■ Prompt ■
Copy exactly the run of lines that begins at the line with "the dark blue" and ends at the final line of the entries.

■ Information given ■
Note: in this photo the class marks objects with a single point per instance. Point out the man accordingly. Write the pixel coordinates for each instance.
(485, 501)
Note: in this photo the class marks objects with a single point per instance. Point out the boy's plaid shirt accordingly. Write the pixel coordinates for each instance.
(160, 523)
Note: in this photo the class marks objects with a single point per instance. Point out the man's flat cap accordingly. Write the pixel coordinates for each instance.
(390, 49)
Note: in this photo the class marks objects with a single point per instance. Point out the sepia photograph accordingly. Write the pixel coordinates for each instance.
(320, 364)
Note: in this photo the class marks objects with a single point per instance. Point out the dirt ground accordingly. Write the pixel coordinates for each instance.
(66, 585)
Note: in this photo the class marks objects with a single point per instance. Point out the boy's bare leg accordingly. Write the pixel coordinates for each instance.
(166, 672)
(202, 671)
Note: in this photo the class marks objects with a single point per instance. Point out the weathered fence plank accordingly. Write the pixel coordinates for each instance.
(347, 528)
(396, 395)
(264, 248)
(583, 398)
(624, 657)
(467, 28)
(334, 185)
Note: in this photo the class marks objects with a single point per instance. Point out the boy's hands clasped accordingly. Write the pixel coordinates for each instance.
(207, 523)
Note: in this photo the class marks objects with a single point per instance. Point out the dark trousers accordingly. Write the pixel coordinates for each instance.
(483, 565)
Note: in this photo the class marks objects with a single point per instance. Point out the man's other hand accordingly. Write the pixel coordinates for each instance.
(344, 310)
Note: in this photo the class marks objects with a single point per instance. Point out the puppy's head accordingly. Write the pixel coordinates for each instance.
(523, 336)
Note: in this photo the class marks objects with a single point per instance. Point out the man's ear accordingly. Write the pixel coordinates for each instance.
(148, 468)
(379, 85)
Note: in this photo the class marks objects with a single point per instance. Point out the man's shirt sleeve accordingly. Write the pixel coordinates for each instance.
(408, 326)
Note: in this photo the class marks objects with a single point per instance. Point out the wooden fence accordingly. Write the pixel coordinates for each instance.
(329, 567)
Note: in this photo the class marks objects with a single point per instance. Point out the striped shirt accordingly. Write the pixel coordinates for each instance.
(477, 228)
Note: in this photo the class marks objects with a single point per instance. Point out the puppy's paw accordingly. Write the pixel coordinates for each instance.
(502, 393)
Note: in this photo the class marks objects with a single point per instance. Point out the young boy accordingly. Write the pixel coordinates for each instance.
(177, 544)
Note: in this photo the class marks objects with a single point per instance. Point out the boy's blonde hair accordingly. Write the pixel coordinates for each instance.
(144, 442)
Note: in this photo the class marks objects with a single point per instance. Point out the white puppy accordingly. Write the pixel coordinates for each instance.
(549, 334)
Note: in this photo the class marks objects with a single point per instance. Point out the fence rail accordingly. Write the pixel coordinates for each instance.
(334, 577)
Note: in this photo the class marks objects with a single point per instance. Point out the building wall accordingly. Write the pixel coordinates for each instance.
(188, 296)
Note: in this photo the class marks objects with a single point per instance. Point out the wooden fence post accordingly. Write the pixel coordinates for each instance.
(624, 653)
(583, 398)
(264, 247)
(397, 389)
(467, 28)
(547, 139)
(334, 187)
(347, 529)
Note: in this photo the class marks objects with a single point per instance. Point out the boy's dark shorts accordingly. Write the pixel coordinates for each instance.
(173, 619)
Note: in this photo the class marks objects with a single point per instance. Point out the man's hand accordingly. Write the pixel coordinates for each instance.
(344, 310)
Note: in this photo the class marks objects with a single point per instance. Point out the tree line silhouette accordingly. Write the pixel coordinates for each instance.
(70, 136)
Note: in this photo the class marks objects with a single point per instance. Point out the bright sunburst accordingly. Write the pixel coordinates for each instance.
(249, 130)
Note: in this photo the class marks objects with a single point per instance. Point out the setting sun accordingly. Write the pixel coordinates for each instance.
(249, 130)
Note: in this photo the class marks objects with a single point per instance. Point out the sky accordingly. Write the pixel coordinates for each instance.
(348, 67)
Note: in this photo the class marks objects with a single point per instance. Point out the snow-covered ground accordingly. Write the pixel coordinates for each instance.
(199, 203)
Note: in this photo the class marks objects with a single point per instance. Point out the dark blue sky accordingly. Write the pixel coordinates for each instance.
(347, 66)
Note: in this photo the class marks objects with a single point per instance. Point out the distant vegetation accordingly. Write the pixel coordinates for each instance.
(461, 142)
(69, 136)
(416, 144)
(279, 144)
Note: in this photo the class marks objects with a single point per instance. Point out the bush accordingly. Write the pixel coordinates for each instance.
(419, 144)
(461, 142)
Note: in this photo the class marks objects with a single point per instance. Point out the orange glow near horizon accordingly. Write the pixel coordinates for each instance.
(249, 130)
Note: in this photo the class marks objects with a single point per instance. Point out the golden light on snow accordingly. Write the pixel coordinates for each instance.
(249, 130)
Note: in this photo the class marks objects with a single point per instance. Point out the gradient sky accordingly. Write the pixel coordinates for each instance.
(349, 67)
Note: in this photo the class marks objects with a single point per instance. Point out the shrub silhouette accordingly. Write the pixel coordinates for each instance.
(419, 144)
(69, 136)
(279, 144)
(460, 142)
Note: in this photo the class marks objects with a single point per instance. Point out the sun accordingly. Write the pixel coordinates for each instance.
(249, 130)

■ Solution below ■
Note: in this photo the class marks objects with a single point per instance. Point out the dark blue sky accordingly. Write the pixel coordinates for each instance.
(347, 66)
Note: in this photo the class marks objects with a single point per instance. Point out the distant vegetation accordingly. Write the pixel coordinates for each instance.
(461, 142)
(69, 136)
(416, 144)
(279, 144)
Note: in this photo the class marks objects with a single point per instance. Point out the bush accordingly. Write the pixel coordinates for each instance.
(419, 144)
(461, 142)
Note: in this photo the class marks objects with a single point per instance. Point out the orange glow near horizon accordingly. Write the pixel coordinates for each instance.
(249, 130)
Note: in this photo the class marks objects with a single point per instance. Point out the golden light on snow accordingly. Write the pixel coordinates for each instance.
(249, 130)
Note: in this photo the class marks objects with a single point per instance. Point out the gradient sky accordingly. Write the pixel coordinates for each instance.
(349, 67)
Note: in this photo the class marks objects with a single point per instance. Point out the shrub silhouette accordingly. Write the pixel coordinates for each instance.
(419, 144)
(69, 136)
(279, 144)
(460, 142)
Note: in this photo the class marks objects with a single point per instance. Point out the sun accordingly. Write the pixel coordinates for each instance.
(249, 130)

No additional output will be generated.